- _Record extracts_

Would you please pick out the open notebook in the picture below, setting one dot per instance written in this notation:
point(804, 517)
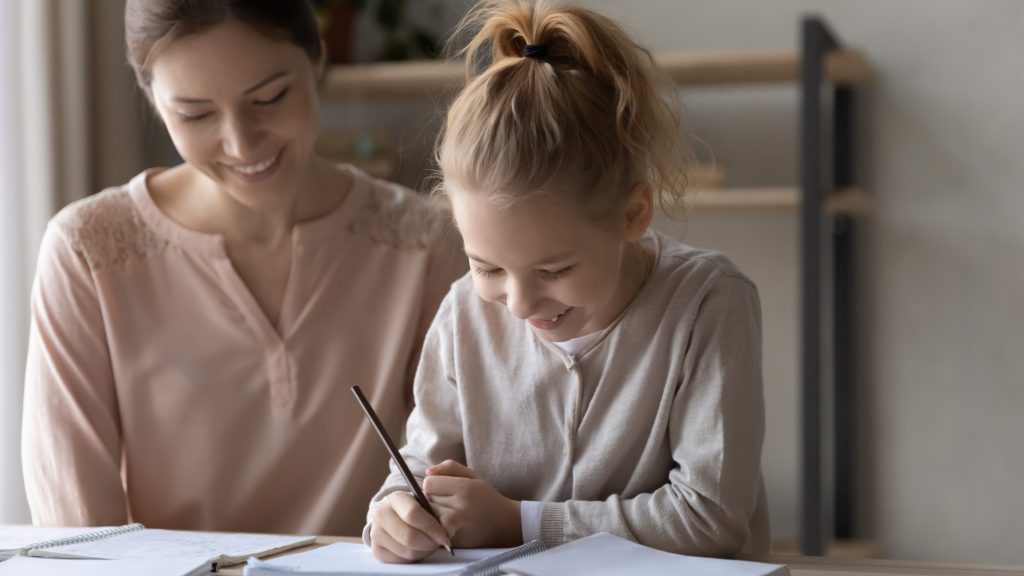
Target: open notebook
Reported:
point(23, 565)
point(133, 541)
point(16, 540)
point(350, 558)
point(607, 554)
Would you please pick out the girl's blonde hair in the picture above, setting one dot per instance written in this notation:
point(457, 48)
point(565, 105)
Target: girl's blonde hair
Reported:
point(591, 115)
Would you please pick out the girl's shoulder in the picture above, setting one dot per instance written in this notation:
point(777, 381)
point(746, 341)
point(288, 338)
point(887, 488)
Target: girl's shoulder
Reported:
point(392, 214)
point(677, 262)
point(107, 229)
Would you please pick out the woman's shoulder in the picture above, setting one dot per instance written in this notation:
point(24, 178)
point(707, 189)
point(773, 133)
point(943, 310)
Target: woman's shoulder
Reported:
point(107, 229)
point(393, 214)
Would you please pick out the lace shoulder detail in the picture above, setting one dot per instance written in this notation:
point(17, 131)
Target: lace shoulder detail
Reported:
point(107, 230)
point(398, 217)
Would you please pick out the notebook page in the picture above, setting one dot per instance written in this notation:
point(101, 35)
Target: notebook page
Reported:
point(606, 554)
point(346, 558)
point(152, 544)
point(19, 566)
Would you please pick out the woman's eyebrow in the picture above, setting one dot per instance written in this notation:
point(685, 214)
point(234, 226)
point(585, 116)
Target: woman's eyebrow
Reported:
point(253, 88)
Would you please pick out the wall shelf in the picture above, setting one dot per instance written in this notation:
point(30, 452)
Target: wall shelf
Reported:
point(847, 202)
point(422, 78)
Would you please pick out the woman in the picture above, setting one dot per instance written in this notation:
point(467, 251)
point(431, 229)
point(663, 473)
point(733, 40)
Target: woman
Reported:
point(196, 332)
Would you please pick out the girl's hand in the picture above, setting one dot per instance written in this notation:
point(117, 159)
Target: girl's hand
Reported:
point(401, 531)
point(471, 509)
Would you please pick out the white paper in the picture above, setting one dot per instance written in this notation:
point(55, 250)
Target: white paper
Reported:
point(354, 558)
point(606, 554)
point(20, 566)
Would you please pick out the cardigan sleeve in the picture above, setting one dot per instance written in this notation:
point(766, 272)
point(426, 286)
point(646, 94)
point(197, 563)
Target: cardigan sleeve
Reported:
point(710, 498)
point(448, 263)
point(433, 432)
point(71, 441)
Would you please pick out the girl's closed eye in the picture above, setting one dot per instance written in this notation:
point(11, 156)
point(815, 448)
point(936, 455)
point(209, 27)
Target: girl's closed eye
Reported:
point(276, 98)
point(486, 273)
point(194, 117)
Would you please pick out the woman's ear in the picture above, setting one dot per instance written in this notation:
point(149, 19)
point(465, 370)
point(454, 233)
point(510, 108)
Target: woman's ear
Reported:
point(639, 211)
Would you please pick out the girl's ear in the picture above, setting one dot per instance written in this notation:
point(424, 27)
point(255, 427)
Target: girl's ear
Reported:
point(321, 68)
point(639, 211)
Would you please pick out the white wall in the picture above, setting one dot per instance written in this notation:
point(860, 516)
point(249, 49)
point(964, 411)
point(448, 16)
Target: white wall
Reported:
point(944, 287)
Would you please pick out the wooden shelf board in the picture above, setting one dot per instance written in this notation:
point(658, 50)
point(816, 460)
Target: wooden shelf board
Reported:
point(849, 202)
point(416, 78)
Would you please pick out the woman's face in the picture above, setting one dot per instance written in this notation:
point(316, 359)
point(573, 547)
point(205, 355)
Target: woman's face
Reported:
point(241, 108)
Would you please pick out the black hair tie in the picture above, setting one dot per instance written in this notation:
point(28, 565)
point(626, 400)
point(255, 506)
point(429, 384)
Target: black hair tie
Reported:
point(536, 51)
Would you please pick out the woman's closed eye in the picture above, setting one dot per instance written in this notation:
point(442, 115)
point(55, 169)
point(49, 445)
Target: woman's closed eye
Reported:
point(486, 273)
point(194, 117)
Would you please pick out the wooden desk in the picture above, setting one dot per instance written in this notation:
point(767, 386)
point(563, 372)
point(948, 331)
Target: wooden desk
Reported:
point(813, 566)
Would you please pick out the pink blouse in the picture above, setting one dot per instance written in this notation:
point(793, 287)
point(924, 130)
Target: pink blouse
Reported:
point(158, 392)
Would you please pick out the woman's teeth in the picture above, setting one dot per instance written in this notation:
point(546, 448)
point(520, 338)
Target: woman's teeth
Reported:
point(257, 168)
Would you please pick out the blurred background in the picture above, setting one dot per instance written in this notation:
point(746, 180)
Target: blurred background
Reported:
point(939, 281)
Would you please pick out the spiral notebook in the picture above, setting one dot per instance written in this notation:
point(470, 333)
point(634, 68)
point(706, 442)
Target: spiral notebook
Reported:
point(15, 540)
point(133, 541)
point(356, 560)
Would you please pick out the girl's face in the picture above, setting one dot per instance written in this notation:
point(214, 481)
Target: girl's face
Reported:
point(241, 108)
point(548, 262)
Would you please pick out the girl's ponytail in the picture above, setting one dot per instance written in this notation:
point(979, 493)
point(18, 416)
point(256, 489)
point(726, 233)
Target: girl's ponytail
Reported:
point(559, 99)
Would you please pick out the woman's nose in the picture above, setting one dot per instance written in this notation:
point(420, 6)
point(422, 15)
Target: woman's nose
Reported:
point(241, 137)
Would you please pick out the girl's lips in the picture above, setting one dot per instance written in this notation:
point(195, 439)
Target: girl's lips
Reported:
point(550, 324)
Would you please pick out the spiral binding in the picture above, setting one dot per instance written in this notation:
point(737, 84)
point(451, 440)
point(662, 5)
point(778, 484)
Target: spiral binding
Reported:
point(492, 566)
point(87, 537)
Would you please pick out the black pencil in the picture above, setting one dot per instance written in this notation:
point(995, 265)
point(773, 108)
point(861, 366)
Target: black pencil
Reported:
point(398, 460)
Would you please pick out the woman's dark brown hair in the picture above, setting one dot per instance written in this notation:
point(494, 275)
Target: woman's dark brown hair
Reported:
point(152, 25)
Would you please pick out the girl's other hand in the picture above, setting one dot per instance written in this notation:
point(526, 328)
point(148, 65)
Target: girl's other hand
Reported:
point(401, 531)
point(472, 510)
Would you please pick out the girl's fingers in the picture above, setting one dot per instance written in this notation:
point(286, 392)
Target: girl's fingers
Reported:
point(451, 467)
point(435, 486)
point(418, 522)
point(387, 548)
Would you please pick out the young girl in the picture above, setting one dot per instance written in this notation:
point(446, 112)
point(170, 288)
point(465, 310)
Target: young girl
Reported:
point(589, 374)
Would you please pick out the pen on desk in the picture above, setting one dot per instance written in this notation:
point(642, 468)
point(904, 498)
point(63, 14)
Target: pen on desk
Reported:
point(398, 460)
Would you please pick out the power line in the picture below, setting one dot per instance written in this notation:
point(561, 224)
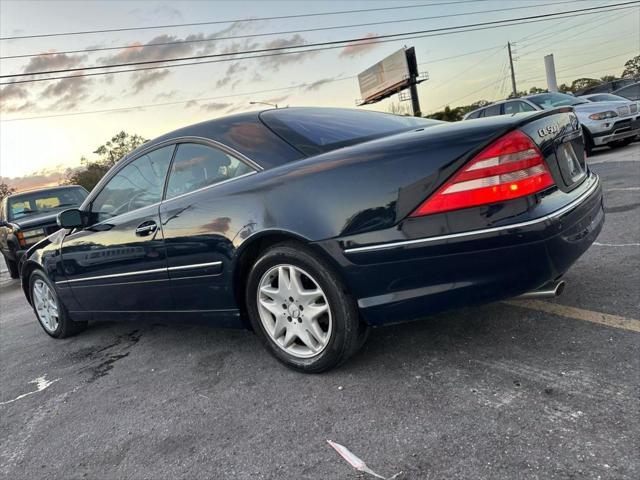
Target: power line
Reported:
point(339, 79)
point(364, 40)
point(241, 20)
point(570, 34)
point(286, 32)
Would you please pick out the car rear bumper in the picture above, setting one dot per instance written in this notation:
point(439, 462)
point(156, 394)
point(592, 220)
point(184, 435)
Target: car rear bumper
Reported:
point(414, 278)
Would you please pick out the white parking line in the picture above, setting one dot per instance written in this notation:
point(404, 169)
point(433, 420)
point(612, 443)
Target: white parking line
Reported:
point(607, 319)
point(616, 244)
point(41, 384)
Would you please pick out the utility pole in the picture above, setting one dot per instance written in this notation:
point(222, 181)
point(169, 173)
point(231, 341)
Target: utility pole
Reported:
point(513, 74)
point(415, 102)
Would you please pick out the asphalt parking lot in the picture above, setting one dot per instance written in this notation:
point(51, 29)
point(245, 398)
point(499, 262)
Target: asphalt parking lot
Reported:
point(546, 389)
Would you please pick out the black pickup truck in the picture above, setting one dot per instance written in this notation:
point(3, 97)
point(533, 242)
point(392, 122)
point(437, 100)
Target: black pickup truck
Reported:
point(28, 217)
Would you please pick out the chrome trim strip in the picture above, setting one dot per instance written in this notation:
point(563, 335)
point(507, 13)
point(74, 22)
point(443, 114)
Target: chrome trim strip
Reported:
point(550, 216)
point(195, 265)
point(142, 272)
point(157, 311)
point(114, 275)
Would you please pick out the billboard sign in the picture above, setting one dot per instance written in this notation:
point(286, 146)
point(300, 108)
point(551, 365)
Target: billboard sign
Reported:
point(385, 77)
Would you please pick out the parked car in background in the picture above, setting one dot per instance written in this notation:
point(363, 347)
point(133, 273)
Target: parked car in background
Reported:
point(28, 217)
point(309, 225)
point(604, 97)
point(614, 124)
point(607, 87)
point(630, 92)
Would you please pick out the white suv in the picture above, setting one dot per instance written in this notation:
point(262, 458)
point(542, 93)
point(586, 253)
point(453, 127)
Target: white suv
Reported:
point(614, 124)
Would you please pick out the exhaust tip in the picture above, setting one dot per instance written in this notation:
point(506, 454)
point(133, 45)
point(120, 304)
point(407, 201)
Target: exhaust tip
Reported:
point(550, 290)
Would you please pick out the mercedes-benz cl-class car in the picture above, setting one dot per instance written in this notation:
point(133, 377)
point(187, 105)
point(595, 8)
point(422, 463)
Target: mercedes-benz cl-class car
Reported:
point(311, 225)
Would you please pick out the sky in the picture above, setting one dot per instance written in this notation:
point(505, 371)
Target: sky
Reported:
point(46, 127)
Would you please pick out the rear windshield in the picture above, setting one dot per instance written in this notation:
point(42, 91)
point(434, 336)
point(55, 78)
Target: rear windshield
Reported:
point(34, 203)
point(319, 130)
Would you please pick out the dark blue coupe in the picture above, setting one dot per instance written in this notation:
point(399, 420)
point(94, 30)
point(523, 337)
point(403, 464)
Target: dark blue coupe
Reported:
point(310, 225)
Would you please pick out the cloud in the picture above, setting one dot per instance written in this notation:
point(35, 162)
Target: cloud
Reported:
point(57, 61)
point(166, 95)
point(66, 86)
point(317, 84)
point(103, 99)
point(10, 95)
point(15, 108)
point(13, 92)
point(142, 80)
point(360, 47)
point(274, 63)
point(141, 52)
point(277, 100)
point(214, 106)
point(234, 69)
point(44, 178)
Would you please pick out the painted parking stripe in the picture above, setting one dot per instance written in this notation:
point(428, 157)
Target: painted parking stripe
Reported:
point(607, 319)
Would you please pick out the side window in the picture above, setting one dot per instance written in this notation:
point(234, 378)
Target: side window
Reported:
point(632, 92)
point(517, 107)
point(492, 110)
point(137, 185)
point(196, 166)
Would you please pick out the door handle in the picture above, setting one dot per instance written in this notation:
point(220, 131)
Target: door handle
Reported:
point(146, 228)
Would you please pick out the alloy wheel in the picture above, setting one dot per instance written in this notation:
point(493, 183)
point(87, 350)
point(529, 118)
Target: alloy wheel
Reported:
point(294, 311)
point(46, 305)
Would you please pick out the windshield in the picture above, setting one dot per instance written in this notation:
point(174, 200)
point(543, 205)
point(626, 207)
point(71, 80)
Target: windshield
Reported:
point(606, 97)
point(318, 130)
point(552, 100)
point(33, 203)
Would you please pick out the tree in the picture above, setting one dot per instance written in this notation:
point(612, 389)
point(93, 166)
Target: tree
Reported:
point(5, 190)
point(632, 67)
point(116, 148)
point(110, 153)
point(582, 83)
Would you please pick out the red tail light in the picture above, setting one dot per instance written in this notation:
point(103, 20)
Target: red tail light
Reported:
point(511, 167)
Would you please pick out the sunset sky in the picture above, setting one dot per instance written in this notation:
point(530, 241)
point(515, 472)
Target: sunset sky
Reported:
point(50, 125)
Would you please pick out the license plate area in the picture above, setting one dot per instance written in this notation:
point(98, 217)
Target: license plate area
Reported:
point(571, 159)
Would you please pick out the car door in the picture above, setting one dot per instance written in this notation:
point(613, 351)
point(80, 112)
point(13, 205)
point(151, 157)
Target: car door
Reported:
point(198, 231)
point(118, 262)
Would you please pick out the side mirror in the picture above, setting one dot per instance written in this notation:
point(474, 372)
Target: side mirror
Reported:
point(72, 218)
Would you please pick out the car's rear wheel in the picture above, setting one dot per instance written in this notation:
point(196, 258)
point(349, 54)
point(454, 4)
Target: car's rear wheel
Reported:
point(301, 311)
point(12, 266)
point(50, 312)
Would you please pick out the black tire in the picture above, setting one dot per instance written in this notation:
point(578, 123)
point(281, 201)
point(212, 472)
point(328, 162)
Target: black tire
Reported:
point(620, 143)
point(588, 142)
point(349, 332)
point(12, 265)
point(66, 327)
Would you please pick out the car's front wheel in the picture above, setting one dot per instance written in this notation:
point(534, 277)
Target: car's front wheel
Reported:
point(620, 143)
point(12, 266)
point(50, 312)
point(301, 310)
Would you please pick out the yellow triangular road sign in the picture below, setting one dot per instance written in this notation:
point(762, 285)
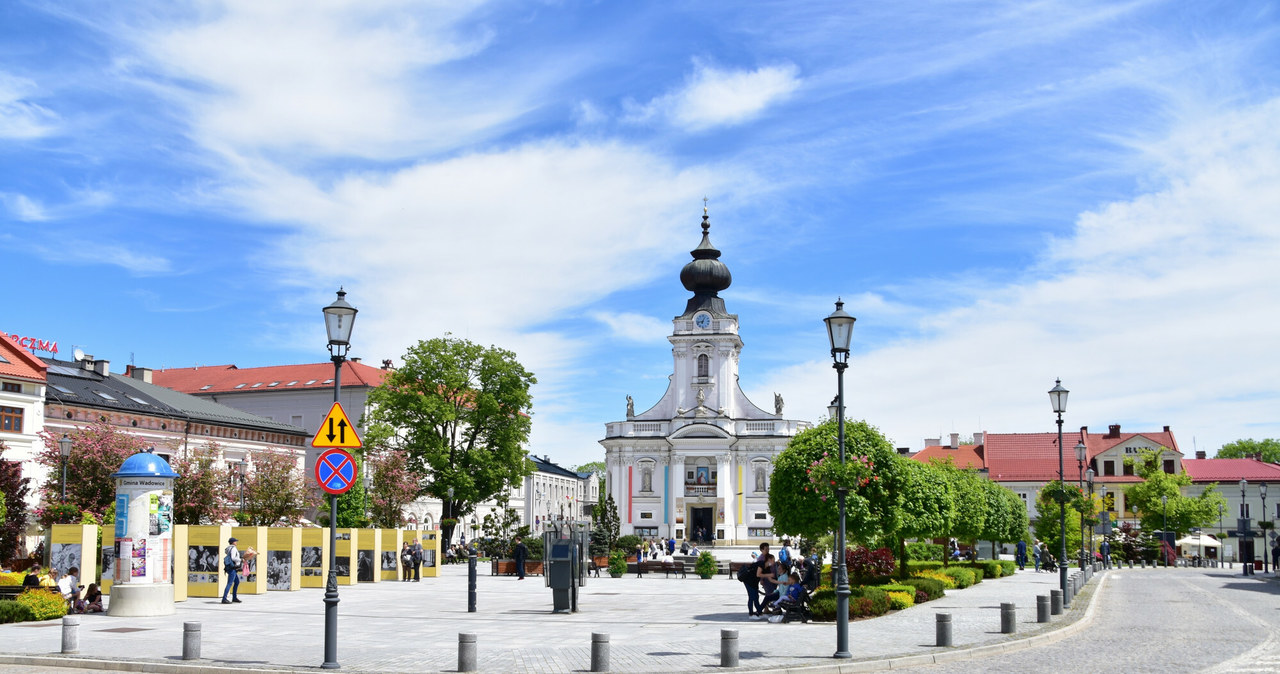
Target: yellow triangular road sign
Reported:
point(337, 430)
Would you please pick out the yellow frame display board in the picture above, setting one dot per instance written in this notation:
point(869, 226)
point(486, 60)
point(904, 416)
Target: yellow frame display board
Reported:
point(312, 571)
point(388, 558)
point(282, 559)
point(252, 581)
point(204, 553)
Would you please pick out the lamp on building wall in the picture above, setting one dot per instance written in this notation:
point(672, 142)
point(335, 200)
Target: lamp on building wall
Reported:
point(840, 333)
point(1057, 398)
point(64, 448)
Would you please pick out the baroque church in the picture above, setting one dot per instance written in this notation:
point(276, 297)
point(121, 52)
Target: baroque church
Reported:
point(699, 462)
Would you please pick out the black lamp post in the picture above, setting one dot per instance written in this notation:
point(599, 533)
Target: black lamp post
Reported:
point(1164, 535)
point(64, 448)
point(840, 331)
point(1080, 452)
point(338, 320)
point(1057, 398)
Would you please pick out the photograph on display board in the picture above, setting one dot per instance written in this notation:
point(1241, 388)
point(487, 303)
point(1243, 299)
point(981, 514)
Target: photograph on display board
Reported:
point(365, 565)
point(63, 556)
point(278, 565)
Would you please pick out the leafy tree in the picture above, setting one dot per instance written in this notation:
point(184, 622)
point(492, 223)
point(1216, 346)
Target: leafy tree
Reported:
point(926, 508)
point(1267, 448)
point(804, 508)
point(393, 487)
point(1184, 513)
point(200, 493)
point(14, 489)
point(97, 450)
point(275, 490)
point(461, 413)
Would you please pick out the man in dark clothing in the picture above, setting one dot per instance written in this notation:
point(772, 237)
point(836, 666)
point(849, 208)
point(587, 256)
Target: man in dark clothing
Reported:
point(521, 554)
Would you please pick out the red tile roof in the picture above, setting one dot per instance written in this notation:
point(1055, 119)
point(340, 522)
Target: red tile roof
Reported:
point(22, 363)
point(227, 377)
point(963, 457)
point(1232, 470)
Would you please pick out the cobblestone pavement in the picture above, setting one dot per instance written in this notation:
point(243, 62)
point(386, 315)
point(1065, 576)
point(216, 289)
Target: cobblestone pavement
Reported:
point(1161, 620)
point(656, 624)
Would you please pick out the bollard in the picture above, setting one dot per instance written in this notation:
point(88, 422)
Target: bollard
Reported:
point(466, 651)
point(944, 629)
point(728, 647)
point(71, 634)
point(1008, 618)
point(191, 641)
point(599, 651)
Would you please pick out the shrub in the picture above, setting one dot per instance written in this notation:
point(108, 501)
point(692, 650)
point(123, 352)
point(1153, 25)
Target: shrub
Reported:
point(923, 551)
point(42, 604)
point(929, 587)
point(12, 611)
point(901, 600)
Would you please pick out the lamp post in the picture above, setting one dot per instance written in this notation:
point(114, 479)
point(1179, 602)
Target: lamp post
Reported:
point(840, 331)
point(1088, 477)
point(1080, 452)
point(338, 319)
point(1057, 398)
point(64, 448)
point(1164, 501)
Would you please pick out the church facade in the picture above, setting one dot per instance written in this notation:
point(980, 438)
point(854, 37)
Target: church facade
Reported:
point(699, 462)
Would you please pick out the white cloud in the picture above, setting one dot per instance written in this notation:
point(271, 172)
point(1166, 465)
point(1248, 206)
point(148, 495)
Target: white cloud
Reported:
point(714, 97)
point(1146, 312)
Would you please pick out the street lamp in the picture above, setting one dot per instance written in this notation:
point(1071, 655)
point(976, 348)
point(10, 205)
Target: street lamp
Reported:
point(840, 331)
point(1057, 398)
point(338, 319)
point(1164, 535)
point(1080, 452)
point(64, 448)
point(1088, 477)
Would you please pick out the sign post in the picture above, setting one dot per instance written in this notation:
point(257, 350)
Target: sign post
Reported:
point(336, 472)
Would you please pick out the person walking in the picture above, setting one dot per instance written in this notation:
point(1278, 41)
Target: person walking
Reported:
point(232, 563)
point(521, 553)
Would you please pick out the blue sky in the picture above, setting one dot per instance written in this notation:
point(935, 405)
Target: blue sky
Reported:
point(1002, 192)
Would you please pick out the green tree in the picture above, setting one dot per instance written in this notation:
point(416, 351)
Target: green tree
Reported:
point(1184, 513)
point(1242, 449)
point(461, 415)
point(926, 508)
point(804, 508)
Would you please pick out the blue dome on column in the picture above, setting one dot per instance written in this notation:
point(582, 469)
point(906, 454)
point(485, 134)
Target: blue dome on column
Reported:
point(145, 464)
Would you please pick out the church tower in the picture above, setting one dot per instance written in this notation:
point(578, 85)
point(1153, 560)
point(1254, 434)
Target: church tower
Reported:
point(696, 464)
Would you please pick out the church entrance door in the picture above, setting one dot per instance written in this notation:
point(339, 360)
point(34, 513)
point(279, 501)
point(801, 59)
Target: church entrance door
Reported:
point(702, 523)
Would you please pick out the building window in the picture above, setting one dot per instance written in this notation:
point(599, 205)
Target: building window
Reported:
point(10, 420)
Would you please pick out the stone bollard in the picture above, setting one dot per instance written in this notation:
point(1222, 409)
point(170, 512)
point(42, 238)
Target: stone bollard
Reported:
point(942, 629)
point(599, 651)
point(1008, 618)
point(728, 647)
point(466, 651)
point(191, 641)
point(71, 634)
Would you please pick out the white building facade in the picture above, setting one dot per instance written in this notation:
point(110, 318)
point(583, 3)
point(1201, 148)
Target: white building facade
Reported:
point(699, 462)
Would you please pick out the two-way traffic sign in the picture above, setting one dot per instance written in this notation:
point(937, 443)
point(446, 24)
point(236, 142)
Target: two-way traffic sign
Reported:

- _Goal_
Reproduce the stretch of the records above from the line containing "Would you please pick out the painted" through the line containing "point(33, 203)", changing "door handle" to "door latch" and leaving everything else as it stands.

- _Final answer_
Would you please pick out the painted parking stripe in the picture above, setting one dot per instance written in this notation:
point(428, 157)
Target: painted parking stripe
Reported:
point(607, 319)
Would you please pick out the side window in the picture above, setting one dot per instance written in this notation:
point(234, 378)
Target: side window
Reported:
point(632, 92)
point(517, 107)
point(492, 110)
point(137, 185)
point(196, 166)
Would you please pick out the door latch in the picture above, setting one dot per instance written in this notation:
point(220, 131)
Target: door latch
Reported:
point(146, 228)
Would you please pick out the alloy wheel in the picture above, setting one dot per instance written in this notation:
point(493, 183)
point(87, 350)
point(529, 118)
Target: alloy wheel
Reported:
point(294, 311)
point(46, 305)
Would you please pick out the windshield in the picture above, setting one dot per instance written in this notation:
point(174, 200)
point(543, 205)
point(626, 207)
point(71, 80)
Target: windshield
Reported:
point(606, 97)
point(318, 130)
point(552, 100)
point(33, 203)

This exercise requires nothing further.